→ Task prompt
Taking the lines below one at a time, count those with the string "rough" and give the result alone.

→ Material to process
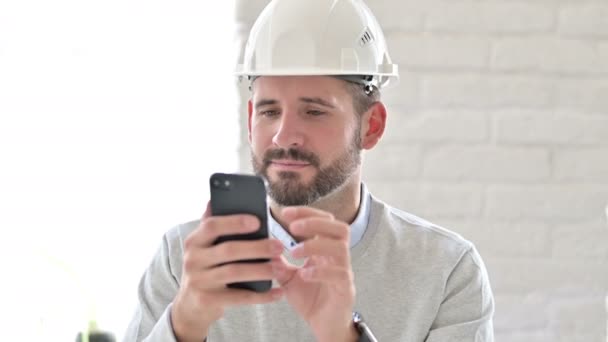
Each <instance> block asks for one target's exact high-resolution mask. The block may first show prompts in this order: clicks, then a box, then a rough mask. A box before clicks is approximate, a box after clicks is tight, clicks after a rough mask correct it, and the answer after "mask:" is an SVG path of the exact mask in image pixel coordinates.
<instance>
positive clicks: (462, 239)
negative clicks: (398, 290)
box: [370, 197, 475, 261]
mask: <svg viewBox="0 0 608 342" xmlns="http://www.w3.org/2000/svg"><path fill="white" fill-rule="evenodd" d="M372 212H373V213H375V215H373V216H374V217H373V218H372V217H370V220H372V219H373V220H375V221H376V224H377V226H378V228H379V231H378V233H379V234H381V235H385V237H386V238H387V239H390V240H392V241H393V243H394V244H397V245H401V246H403V247H407V248H405V249H407V250H408V253H412V252H414V253H416V254H418V255H420V256H425V255H426V256H431V255H432V256H434V257H445V258H447V259H449V260H452V261H457V260H459V259H460V258H462V256H463V255H464V254H466V253H468V252H471V251H474V250H475V247H474V246H473V243H471V242H470V241H469V240H467V239H465V238H464V237H462V236H461V235H460V234H458V233H456V232H454V231H452V230H449V229H447V228H444V227H441V226H439V225H437V224H434V223H432V222H430V221H427V220H425V219H423V218H420V217H418V216H416V215H414V214H411V213H408V212H406V211H404V210H401V209H398V208H395V207H392V206H390V205H388V204H386V203H384V202H382V201H381V200H379V199H377V198H374V197H372ZM370 223H371V222H370ZM397 247H398V246H397Z"/></svg>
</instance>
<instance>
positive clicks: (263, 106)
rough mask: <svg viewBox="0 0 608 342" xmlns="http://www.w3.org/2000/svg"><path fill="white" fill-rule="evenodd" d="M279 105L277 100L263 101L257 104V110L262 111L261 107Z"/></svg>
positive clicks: (256, 108)
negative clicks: (258, 109) (261, 110)
mask: <svg viewBox="0 0 608 342" xmlns="http://www.w3.org/2000/svg"><path fill="white" fill-rule="evenodd" d="M277 103H279V102H278V101H277V100H271V99H261V100H260V101H258V102H256V103H255V109H260V107H264V106H269V105H275V104H277Z"/></svg>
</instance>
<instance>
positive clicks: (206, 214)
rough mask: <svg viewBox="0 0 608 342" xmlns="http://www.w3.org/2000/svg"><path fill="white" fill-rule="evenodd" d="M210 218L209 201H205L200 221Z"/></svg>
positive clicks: (209, 205) (210, 211)
mask: <svg viewBox="0 0 608 342" xmlns="http://www.w3.org/2000/svg"><path fill="white" fill-rule="evenodd" d="M210 216H211V201H207V207H206V208H205V212H204V213H203V217H202V218H201V219H206V218H207V217H210Z"/></svg>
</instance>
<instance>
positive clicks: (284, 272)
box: [271, 255, 298, 286]
mask: <svg viewBox="0 0 608 342" xmlns="http://www.w3.org/2000/svg"><path fill="white" fill-rule="evenodd" d="M271 266H272V272H273V276H274V279H276V281H277V282H278V283H279V285H281V286H287V284H289V282H290V281H291V280H292V279H293V278H294V276H295V275H296V273H297V271H298V267H296V266H294V265H291V264H290V263H289V262H288V261H287V260H286V259H285V257H284V256H282V255H281V256H279V257H277V258H274V259H272V261H271Z"/></svg>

→ Final answer
3